BEGIN

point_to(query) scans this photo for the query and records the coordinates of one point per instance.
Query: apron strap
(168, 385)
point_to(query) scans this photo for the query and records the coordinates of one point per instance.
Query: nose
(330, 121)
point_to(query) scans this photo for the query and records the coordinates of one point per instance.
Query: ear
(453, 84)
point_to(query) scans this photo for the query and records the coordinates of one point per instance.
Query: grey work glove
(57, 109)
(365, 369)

END
BEGIN

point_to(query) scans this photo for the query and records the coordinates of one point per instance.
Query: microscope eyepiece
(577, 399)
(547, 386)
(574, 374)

END
BEGIN

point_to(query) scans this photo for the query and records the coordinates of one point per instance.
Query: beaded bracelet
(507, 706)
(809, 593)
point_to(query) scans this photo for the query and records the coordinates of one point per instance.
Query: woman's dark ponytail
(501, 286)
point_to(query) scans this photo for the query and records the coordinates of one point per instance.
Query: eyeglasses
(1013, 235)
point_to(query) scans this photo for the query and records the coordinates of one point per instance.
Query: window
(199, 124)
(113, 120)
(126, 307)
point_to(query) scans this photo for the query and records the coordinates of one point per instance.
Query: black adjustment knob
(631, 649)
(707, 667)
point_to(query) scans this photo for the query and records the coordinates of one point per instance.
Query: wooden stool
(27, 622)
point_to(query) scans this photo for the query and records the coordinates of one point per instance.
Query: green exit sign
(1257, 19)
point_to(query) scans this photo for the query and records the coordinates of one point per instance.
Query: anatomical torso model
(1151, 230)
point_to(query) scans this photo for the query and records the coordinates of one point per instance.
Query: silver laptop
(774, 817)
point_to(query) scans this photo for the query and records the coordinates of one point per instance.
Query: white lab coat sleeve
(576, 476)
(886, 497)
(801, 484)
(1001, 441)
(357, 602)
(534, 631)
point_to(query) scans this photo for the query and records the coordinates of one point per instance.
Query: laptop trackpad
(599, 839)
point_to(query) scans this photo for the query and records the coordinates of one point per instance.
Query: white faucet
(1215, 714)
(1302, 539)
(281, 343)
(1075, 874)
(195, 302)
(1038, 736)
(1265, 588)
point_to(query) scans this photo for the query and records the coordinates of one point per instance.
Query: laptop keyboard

END

§ **WHAT YOU ARE ASKED TO DO**:
Each line above from the one with "Query: black adjustment knob" up to and including the one with "Query: laptop keyboard" must be set down exactly, and no line outside that span may appear.

§ **YOUR RESPONSE**:
Query: black adjustment knob
(631, 649)
(707, 667)
point_to(query) scans this photo for the query and records the coordinates of one point per instance.
Query: wooden stool
(27, 622)
point_to(query) scans this photo for the query and records the coordinates of one point per instance.
Query: green exit sign
(1257, 19)
point_to(query) scans this photo for the query and records the coordinates of one point per instance.
Query: anatomical torso model
(1151, 230)
point_to(query) scans this photo for the query and records the coordinates of one point per instance.
Query: silver laptop
(774, 817)
point_to(query) scans this photo for the query and records the coordinates of one point per instance.
Query: white lab coat sleeve
(576, 476)
(886, 497)
(801, 484)
(1001, 441)
(357, 602)
(534, 631)
point_to(query) scans this photo for the query and records the coordinates of one point per instance.
Query: laptop trackpad
(599, 839)
point_to(query) scans this photo for the query and records the coordinates of one point per instance.
Query: white faucet
(1215, 714)
(1302, 539)
(281, 343)
(1075, 874)
(195, 302)
(1038, 736)
(1265, 588)
point_to(query) scans this photo for the query and records the coordinates of one point per instance.
Query: laptop keyboard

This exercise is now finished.